*PROBLEM TO WORK ON*
Word for word, give the entries back.

====== INPUT DATA

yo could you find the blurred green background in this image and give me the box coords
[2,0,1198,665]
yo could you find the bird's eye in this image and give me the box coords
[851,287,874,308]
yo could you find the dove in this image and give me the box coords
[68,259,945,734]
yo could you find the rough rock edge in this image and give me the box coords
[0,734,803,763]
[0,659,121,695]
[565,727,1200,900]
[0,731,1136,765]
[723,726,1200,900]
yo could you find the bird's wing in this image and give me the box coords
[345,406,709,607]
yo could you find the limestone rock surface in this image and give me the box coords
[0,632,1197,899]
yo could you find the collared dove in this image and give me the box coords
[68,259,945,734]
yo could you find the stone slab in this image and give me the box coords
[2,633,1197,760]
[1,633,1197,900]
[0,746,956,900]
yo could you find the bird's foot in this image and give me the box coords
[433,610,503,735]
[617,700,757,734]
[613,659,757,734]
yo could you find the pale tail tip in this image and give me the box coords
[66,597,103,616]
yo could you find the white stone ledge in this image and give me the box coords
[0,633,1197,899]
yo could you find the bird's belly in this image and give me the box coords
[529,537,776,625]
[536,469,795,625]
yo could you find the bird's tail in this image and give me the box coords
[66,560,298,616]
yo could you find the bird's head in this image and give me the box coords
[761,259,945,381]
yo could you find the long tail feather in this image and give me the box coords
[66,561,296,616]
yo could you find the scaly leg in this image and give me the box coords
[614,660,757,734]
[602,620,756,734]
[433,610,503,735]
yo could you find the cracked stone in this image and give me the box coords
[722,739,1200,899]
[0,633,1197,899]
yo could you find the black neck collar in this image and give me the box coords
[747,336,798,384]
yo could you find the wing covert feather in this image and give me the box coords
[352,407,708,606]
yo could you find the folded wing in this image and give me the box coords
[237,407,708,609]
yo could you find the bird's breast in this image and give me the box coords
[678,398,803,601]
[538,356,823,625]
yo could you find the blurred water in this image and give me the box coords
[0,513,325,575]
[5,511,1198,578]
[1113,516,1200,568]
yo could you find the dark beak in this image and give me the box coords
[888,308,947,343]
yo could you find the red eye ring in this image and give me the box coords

============

*RESPONSE BELOW*
yo could you find the blurred green background in this image and give me the box coords
[2,0,1198,665]
yo could you find the bird's eye in this image and give me the box coords
[851,287,874,308]
yo could you find the dove in this image and give me the box coords
[68,259,945,734]
yo could you find the rough rock edge in this image and give me the box coords
[0,734,803,763]
[0,659,121,695]
[565,727,1200,900]
[0,731,1136,765]
[723,726,1200,900]
yo could you find the bird's wing in this image and give me the box coords
[345,406,709,607]
yo could you find the limestone rock surface in this image and give me the box coords
[0,632,1197,899]
yo could you find the collared dove in this image and give me the box coords
[68,259,945,734]
yo could you find the stone slab in this image and give me the box coords
[2,633,1197,760]
[1,633,1197,900]
[0,746,956,900]
yo could you find the bird's foot in this image and give me the box coords
[433,610,503,735]
[617,700,757,734]
[613,659,757,734]
yo could you find the pale tail tip in this image and give me the box coords
[66,597,103,616]
yo could you find the white stone ledge in this image and give me the box coords
[0,633,1197,899]
yo could you find the bird's belly in this image and give me the box coords
[529,537,776,625]
[536,469,795,625]
yo could you find the bird's tail in this image and give me the box coords
[66,560,298,616]
yo could you find the bird's head in this image and give me the box coords
[761,259,945,381]
yo could you find the long tail feather in this image and give me the box coords
[66,561,296,616]
yo could you find the scaly leg in this image and give me the box coords
[614,660,757,734]
[602,620,756,734]
[433,610,503,735]
yo could you find the cracked stone in this image and give me the box coords
[722,739,1200,899]
[0,633,1197,899]
yo could you find the black neck collar in this image and give me the box coords
[747,336,798,384]
yo could you find the wing covert feather in this image and give me the box coords
[352,407,708,606]
yo could you find the folded wing in this image and give me the box coords
[237,407,708,609]
yo could you find the bird's breast in this image and give me the box coords
[678,398,803,601]
[538,356,823,625]
yo could you find the blurred water in this image and give me the box coords
[0,513,325,575]
[5,511,1198,578]
[1113,516,1200,568]
yo could you find the dark beak in this image and give me the box coords
[888,308,947,343]
yo could you find the red eye ring in this image and give me the box coords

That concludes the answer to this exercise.